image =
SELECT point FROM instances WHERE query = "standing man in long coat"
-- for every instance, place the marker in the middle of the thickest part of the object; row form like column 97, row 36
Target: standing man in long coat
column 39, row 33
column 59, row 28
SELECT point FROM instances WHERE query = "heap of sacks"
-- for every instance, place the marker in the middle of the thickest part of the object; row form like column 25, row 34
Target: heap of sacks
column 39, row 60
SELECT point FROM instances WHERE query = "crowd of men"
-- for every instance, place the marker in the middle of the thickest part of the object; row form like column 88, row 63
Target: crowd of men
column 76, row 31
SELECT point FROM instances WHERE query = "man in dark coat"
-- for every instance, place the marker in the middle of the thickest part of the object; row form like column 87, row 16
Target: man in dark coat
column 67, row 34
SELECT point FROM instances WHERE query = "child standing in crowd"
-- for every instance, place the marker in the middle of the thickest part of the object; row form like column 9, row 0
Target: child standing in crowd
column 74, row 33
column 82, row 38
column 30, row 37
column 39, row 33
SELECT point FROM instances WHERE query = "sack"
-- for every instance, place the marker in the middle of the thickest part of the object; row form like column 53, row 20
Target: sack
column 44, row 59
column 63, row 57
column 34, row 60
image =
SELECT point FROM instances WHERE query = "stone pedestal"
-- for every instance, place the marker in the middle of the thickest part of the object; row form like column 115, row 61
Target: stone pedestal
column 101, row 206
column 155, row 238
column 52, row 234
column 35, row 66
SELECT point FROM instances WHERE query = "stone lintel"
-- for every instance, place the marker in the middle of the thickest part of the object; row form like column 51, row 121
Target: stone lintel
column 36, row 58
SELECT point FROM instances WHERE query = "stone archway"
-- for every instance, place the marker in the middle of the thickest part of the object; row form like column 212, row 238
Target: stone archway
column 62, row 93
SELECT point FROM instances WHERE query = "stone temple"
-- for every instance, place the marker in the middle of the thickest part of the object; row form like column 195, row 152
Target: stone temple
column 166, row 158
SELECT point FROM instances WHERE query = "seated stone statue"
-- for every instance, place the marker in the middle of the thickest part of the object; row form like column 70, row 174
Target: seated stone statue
§
* What to do *
Reproduce all of the records above verbatim, line by line, without changing anything.

* Result below *
image =
SELECT point FROM instances WHERE query = "standing man in long coat"
-- for every instance, place the marker in the middle of the thickest part of the object; row form like column 97, row 36
Target: standing man in long coat
column 39, row 33
column 59, row 28
SELECT point FROM instances WHERE query = "heap of sacks"
-- for every instance, place the marker in the middle of the thickest part of the object; row form like column 25, row 34
Target: heap of sacks
column 39, row 60
SELECT point FROM instances WHERE query = "crowd of men"
-- for every instance, place the marker in the middle of the thickest part of the object; row form like column 88, row 63
Target: crowd of men
column 76, row 31
SELECT point FROM instances WHERE query = "man in dark coat"
-- for every instance, place the marker in the middle of the thickest part of the object; row form like column 87, row 16
Target: man in dark coat
column 67, row 34
SELECT point FROM instances WHERE query = "child standing in crowd"
-- for every instance, place the marker in the middle of the thickest part of the object; row form like column 9, row 0
Target: child standing in crowd
column 74, row 33
column 82, row 38
column 30, row 37
column 39, row 33
SELECT point FROM instances WHERE query = "sack"
-- for every instance, place the marker in the middle of the thickest part of the object; row form like column 53, row 20
Target: sack
column 44, row 59
column 63, row 57
column 34, row 60
image =
SELECT point FROM instances WHERE query = "stone pedestal"
-- for every instance, place the marker in the middle of the thickest part of the object; row form like column 115, row 61
Target: stone pedestal
column 101, row 206
column 155, row 238
column 52, row 234
column 35, row 66
SELECT point FROM instances WHERE query = "stone lintel"
-- for every instance, place the marker in the middle of the thickest part of the object; row form like column 51, row 121
Target: stone lintel
column 36, row 58
SELECT point FROM instances WHERE query = "stone archway"
-- for every instance, place the marker in the middle of the thickest part of the object; row form like column 212, row 238
Target: stone archway
column 62, row 93
SELECT point FROM instances WHERE query = "stone temple"
-- for every instance, place the marker in the middle of the thickest part of the object; row form like column 195, row 152
Target: stone temple
column 166, row 158
SELECT point FROM instances WHERE query = "seated stone statue"
-- for every instance, place the marker in the middle of the thickest part of the object; row form like column 70, row 174
Target: seated stone statue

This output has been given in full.